(Data for analysis)
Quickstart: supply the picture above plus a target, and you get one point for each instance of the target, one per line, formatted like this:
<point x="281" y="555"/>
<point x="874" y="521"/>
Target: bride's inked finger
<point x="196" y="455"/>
(End Data for analysis)
# What you are asked to do:
The listing is to be retyped in full, exactly as shown.

# Response area:
Quickstart: supply the picture above plus a target, and you get one point for each instance of the target, one per line, formatted like this:
<point x="281" y="555"/>
<point x="874" y="521"/>
Target: bride's inked finger
<point x="196" y="455"/>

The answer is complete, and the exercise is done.